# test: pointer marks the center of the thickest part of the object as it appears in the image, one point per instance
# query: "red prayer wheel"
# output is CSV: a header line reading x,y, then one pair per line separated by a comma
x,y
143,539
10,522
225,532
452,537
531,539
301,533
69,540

= = = = = = =

TASK REQUIREMENTS :: The material must be reproduced word for word.

RESPONSE TO THE EXERCISE ::
# test: pointer marks the center of the thickest part of the object as it appears in the image, one point per instance
# query: "red prayer wheel"
# output is CSV: a header line reading x,y, then one pair per line separated by a comma
x,y
143,539
10,522
225,532
452,537
531,539
301,533
69,540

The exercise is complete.